## WHAT THE TASK REQUIRES:
Can you transcribe the records below verbatim, starting at the line that contains "Return one point per instance of the man's face, each" and stopping after the line that contains "<point>781,108</point>"?

[Stored entries]
* * *
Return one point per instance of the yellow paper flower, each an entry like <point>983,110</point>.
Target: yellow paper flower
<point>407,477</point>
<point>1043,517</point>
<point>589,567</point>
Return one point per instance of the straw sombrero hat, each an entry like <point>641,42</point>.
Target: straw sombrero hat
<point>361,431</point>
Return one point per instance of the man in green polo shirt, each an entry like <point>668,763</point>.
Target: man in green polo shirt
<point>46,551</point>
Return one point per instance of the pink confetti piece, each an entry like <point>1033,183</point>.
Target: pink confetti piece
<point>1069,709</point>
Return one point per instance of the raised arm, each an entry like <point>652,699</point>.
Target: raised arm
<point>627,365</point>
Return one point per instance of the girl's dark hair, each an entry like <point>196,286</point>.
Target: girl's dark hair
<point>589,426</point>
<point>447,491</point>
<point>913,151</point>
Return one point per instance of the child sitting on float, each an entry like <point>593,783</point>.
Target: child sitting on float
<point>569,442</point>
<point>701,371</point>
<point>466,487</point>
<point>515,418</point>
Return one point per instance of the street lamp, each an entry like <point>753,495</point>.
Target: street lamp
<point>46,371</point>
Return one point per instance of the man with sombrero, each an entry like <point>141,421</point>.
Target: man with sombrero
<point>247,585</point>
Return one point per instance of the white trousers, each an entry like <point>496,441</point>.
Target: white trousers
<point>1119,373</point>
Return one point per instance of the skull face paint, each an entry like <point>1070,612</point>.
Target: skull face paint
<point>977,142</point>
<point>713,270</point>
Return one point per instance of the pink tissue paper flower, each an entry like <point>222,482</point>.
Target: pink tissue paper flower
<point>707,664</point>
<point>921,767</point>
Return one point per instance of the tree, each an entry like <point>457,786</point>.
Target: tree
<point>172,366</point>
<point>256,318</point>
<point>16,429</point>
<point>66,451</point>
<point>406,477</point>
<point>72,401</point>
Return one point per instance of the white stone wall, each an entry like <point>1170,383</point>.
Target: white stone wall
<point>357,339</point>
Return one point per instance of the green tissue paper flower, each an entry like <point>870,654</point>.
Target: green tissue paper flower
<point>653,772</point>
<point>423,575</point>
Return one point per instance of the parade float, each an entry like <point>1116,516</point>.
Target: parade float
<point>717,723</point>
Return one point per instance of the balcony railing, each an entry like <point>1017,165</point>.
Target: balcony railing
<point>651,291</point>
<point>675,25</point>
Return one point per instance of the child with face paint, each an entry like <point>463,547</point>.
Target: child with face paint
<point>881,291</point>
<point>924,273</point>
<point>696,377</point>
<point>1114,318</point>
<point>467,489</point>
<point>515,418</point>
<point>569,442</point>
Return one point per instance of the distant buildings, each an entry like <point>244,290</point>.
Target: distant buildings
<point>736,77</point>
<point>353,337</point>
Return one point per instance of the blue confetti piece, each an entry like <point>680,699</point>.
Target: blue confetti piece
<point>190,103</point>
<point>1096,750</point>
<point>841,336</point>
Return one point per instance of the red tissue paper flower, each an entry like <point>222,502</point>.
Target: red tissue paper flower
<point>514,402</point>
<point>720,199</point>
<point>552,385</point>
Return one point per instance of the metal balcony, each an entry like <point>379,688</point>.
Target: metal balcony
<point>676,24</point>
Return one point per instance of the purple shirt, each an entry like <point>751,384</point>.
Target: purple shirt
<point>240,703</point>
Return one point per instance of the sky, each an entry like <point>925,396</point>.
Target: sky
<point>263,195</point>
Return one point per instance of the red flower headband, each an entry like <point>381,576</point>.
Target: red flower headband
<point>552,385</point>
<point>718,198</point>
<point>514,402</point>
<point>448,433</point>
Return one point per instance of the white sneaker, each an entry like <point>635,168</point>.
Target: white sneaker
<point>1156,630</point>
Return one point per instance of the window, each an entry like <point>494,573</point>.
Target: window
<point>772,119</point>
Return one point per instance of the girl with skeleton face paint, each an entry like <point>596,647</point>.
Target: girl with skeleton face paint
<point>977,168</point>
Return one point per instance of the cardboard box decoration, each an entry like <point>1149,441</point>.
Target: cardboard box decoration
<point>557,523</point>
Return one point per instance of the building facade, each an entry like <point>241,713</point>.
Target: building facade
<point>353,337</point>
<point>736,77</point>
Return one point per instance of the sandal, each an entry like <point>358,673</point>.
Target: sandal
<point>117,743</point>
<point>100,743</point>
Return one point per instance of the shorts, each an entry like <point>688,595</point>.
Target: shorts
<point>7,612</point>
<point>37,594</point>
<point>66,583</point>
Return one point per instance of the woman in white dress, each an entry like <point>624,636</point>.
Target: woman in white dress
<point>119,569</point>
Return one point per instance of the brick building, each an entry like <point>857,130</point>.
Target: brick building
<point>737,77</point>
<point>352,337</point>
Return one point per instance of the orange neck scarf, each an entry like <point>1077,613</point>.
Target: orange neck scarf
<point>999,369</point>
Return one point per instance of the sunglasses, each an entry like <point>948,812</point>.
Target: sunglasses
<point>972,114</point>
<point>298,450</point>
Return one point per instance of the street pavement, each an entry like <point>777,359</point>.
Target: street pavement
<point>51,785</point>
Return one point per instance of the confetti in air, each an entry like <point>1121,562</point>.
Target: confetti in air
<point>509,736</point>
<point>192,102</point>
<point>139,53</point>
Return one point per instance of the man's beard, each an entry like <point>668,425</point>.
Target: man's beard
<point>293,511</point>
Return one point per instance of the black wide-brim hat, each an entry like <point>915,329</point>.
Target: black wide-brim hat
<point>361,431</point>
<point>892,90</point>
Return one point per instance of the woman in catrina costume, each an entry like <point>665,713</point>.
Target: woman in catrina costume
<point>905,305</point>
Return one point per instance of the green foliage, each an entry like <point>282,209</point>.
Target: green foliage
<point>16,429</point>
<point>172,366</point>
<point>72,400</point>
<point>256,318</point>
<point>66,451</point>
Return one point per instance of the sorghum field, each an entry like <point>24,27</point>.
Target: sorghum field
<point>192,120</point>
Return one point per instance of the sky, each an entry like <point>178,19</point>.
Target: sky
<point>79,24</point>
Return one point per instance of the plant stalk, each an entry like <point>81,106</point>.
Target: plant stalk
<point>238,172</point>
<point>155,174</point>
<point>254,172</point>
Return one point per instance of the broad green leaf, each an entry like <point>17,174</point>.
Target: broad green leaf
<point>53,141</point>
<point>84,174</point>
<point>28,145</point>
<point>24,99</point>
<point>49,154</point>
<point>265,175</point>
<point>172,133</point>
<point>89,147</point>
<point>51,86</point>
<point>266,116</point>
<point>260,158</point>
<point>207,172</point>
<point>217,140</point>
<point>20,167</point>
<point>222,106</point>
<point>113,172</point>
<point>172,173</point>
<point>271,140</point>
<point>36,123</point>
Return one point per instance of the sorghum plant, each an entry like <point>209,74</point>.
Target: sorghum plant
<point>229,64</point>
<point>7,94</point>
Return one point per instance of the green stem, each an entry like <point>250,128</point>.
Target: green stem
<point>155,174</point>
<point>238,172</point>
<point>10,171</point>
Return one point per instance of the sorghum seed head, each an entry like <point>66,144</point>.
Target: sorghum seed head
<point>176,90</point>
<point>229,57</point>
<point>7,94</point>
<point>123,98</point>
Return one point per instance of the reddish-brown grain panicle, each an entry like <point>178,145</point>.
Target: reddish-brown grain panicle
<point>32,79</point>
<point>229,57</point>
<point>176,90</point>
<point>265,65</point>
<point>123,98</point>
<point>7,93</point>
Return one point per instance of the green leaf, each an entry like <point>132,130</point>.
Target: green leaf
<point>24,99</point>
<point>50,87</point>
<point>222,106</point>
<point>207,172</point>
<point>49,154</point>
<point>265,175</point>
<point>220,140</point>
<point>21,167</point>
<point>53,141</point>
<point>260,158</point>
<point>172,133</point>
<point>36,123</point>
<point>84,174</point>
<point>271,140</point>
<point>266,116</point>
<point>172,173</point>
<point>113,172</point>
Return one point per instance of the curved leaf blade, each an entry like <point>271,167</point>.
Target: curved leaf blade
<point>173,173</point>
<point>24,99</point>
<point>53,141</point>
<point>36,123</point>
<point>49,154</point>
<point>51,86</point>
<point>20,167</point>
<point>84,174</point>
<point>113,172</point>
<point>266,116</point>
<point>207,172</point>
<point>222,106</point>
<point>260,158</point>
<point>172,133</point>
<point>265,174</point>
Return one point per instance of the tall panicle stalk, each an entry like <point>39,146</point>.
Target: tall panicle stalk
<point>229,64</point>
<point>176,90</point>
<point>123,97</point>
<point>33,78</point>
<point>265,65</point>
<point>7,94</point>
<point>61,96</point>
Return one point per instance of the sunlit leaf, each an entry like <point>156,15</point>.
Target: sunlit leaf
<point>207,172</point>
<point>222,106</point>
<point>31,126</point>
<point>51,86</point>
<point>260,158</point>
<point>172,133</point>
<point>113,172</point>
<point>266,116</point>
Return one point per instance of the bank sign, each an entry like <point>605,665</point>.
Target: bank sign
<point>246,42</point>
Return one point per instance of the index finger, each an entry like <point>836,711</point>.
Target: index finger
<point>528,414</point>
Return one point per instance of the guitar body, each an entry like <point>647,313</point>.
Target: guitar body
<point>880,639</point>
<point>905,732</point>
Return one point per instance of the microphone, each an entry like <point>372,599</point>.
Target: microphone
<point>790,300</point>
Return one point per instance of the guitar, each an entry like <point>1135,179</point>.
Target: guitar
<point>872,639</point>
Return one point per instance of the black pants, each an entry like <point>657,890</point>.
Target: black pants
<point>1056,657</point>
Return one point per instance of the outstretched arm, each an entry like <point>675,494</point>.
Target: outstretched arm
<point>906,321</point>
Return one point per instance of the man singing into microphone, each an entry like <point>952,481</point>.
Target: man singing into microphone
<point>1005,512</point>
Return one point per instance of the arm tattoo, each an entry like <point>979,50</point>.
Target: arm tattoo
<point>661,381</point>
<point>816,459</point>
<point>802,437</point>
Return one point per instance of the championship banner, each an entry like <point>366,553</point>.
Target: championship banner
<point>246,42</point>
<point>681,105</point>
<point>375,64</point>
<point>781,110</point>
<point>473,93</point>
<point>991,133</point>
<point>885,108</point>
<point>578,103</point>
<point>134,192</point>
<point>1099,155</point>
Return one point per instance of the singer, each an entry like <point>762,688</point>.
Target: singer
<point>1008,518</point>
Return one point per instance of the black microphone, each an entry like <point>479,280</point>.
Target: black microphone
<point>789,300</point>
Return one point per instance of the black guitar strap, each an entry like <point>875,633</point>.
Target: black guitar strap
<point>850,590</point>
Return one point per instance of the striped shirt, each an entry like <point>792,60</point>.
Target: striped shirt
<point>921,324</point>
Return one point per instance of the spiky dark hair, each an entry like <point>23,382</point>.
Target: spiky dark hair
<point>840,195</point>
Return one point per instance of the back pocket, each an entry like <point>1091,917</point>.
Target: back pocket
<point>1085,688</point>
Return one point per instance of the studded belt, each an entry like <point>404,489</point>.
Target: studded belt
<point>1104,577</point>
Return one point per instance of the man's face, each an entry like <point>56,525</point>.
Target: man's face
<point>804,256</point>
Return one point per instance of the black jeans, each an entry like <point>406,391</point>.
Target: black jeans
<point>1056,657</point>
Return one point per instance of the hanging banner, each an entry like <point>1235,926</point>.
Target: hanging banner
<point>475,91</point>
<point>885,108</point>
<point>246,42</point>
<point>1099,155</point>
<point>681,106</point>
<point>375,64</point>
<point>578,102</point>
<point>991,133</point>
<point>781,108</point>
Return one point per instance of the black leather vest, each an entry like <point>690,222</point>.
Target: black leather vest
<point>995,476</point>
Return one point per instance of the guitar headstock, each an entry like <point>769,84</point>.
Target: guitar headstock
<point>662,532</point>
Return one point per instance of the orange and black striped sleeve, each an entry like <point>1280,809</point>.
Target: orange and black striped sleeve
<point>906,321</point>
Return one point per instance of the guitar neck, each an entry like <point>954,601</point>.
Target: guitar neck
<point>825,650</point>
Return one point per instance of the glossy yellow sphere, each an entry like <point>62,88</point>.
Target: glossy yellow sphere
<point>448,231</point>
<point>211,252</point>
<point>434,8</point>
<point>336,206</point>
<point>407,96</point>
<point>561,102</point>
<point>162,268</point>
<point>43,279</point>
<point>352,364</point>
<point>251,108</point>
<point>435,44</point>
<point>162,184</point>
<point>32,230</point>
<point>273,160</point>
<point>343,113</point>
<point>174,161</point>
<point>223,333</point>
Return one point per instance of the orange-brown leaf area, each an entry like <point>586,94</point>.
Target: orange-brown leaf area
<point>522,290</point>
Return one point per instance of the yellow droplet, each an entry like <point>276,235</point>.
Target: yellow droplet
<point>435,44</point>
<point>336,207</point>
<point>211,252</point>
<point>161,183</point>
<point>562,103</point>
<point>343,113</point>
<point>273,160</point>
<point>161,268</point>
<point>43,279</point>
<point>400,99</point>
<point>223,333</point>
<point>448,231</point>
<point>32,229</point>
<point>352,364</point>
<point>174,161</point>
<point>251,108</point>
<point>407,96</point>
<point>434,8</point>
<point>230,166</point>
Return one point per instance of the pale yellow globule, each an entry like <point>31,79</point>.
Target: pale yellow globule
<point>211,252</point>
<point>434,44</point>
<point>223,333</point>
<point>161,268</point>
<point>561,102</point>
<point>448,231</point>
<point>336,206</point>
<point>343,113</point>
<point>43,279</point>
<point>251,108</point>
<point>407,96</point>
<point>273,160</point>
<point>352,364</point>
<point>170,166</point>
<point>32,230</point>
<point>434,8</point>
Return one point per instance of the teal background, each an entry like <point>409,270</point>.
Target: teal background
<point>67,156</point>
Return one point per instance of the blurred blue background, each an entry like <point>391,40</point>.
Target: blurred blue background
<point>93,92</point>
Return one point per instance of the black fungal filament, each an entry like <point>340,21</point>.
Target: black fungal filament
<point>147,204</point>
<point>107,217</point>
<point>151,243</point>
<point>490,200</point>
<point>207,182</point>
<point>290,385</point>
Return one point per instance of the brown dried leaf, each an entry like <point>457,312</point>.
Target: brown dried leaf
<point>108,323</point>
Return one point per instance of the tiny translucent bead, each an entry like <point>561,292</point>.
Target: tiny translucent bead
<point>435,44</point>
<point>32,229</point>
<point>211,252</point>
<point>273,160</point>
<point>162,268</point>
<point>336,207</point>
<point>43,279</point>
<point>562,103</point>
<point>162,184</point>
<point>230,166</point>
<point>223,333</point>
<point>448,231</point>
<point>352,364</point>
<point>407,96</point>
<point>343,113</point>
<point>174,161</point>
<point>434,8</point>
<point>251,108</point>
* * *
## WRITTEN SOLUTION:
Return one point per instance of the man's face, each an entry like <point>56,525</point>.
Target: man's face
<point>804,256</point>
Return one point per instance of the black jeans, each an entry like <point>406,391</point>.
Target: black jeans
<point>1056,657</point>
Return one point per instance of the hanging banner, each an entry like <point>1235,926</point>.
Target: hanging banner
<point>475,91</point>
<point>885,108</point>
<point>246,42</point>
<point>1099,155</point>
<point>681,106</point>
<point>375,64</point>
<point>578,102</point>
<point>991,133</point>
<point>781,108</point>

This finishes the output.